### DOCUMENT SECTION

★ ★ ★ ★

In accordance with the invention, the vanes are mounted to the
rails through the use of intermediate metal brackets, which
brackets incorporate legs which include a mass of the fibrous vane
material therebetween. Attachment between the legs and the vanes is
effected through a compression fastener extending between the legs
of the brackets and penetrating the vane, the fasteners tending to
draw the legs toward each other and indent them into the material
of the vanes, so as to preserve, to a maximum degree, the
aerodynamic integrity of the shaped vane surfaces while clampingly
supporting the vane.
Accordingly it is an object of the invention to provide an improved
air turning assembly.
A further object of the invention is the provision of an improved
air turning assembly of the type described which damps vibrations
within the duct assembly proper.

★ ★ ★ ★

### TASKS TO CARRY OUT
(1) Summarize the passage on mounting air turning vanes in two sentences.
(2) Locate each line of the entries that contains the word "muddy", and copy those lines in full. Case counts.

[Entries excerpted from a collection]

★ ★ ★ ★

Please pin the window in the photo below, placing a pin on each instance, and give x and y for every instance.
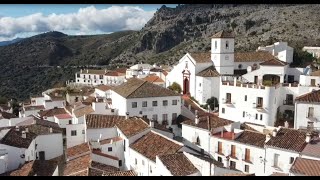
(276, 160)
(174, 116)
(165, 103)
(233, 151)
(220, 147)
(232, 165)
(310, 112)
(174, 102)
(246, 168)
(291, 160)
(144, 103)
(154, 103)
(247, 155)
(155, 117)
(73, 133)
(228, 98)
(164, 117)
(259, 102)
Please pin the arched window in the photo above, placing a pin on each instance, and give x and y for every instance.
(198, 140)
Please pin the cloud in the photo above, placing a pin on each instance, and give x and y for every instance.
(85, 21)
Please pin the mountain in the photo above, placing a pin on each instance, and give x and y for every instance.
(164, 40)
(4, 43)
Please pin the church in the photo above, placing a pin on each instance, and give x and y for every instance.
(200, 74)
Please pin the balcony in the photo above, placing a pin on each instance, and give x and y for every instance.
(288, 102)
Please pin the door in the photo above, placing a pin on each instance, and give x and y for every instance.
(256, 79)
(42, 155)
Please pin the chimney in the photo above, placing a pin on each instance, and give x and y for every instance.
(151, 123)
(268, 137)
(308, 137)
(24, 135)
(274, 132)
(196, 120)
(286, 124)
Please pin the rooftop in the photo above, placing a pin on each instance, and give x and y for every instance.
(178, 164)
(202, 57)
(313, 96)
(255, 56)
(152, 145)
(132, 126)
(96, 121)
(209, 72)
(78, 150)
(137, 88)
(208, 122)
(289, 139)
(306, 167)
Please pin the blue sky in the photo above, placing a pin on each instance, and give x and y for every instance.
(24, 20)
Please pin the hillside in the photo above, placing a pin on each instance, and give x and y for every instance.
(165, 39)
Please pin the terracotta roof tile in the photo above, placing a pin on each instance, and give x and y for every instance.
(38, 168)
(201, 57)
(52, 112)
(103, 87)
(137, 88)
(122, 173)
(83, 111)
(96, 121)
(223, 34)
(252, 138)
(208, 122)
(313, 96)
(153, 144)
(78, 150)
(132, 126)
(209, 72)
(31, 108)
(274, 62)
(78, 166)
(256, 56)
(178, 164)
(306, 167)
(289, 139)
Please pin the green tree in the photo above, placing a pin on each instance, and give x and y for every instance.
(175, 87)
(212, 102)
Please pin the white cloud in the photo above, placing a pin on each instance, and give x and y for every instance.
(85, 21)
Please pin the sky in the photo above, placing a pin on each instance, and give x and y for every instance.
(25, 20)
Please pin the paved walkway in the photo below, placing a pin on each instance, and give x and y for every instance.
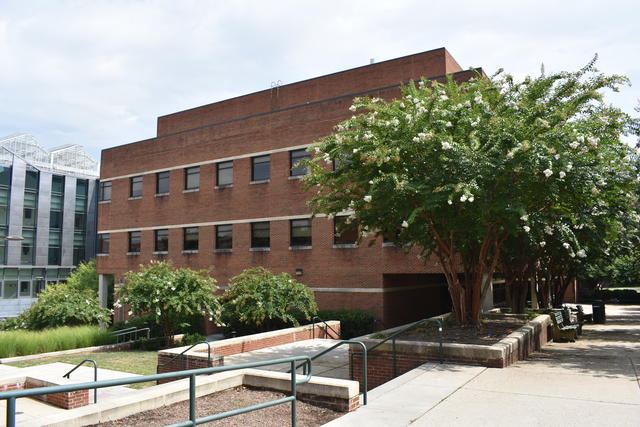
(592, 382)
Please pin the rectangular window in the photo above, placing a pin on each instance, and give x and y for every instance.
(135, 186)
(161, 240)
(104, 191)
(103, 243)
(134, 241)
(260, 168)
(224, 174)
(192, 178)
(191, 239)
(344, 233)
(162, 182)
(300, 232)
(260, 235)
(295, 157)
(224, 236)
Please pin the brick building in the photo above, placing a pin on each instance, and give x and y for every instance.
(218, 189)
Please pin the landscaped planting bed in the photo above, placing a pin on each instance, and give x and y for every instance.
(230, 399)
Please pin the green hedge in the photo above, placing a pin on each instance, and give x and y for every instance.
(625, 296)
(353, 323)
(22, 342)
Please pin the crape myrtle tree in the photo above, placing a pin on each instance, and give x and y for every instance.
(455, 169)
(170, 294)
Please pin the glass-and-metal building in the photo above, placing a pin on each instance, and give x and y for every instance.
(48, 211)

★ ★ ★ ★

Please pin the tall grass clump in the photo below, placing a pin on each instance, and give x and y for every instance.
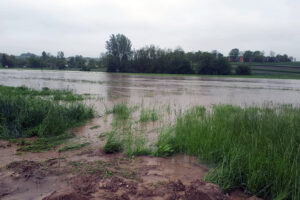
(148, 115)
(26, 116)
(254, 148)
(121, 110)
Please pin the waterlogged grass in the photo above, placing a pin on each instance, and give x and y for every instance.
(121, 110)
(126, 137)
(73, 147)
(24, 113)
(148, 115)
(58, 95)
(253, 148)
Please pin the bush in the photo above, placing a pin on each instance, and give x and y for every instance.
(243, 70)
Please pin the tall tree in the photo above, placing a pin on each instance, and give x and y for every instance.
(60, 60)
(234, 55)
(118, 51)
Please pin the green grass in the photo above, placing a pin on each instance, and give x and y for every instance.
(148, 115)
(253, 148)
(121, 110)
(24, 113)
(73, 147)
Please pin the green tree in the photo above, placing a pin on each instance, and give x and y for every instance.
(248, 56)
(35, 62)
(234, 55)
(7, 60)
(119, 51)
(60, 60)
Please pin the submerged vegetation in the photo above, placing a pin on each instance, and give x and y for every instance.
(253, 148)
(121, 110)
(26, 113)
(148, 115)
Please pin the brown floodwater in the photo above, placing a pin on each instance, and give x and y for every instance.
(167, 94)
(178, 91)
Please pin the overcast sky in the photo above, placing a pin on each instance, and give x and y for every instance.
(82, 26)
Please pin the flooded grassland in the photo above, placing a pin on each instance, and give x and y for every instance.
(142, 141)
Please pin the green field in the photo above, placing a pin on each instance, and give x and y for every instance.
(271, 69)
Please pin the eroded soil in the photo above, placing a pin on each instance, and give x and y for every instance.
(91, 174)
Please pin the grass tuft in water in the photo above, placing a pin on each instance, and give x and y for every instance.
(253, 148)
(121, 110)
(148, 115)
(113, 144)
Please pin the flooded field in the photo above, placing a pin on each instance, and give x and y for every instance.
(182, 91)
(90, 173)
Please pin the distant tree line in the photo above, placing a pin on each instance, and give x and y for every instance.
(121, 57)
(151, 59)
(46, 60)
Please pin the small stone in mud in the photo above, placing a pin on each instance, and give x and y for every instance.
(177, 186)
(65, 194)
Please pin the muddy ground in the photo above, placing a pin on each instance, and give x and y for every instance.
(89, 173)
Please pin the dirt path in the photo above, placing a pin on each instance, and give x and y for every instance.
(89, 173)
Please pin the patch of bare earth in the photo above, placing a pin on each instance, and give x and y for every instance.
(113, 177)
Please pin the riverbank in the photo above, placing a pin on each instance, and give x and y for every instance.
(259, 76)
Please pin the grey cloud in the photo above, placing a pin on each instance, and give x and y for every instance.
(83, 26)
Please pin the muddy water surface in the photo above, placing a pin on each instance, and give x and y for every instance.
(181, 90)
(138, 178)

★ ★ ★ ★

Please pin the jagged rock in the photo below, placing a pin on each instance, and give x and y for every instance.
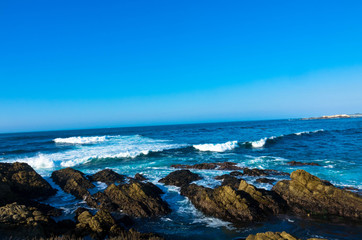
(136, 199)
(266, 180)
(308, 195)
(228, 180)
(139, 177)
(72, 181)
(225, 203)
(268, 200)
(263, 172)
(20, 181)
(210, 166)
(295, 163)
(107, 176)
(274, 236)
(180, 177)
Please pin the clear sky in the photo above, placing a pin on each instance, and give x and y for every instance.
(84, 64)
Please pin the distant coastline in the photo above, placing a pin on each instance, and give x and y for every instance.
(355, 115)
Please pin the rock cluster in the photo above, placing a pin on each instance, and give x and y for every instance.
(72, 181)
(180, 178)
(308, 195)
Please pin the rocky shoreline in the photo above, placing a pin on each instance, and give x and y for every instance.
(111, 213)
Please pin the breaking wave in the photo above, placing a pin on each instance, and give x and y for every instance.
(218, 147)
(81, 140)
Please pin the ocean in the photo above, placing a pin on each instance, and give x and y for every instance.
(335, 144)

★ ★ ★ ★

### RESPONSES FOR EACH TASK
(1) The vanes are mounted to the rails with intermediate metal brackets whose legs hold fibrous vane material between them, and a compression fastener passing through the vane draws the legs together and indents them into the material. This clamps the vane while preserving the aerodynamic integrity of its shaped surfaces as far as possible, and the stated objects are an improved air turning assembly that damps vibrations within the duct assembly.

(2)
Please pin the muddy ground in the photo above, placing a pin on each instance, and give x and y for every instance.
Please pin the muddy water surface in the photo above, placing a pin on each instance, and give x and y for every instance.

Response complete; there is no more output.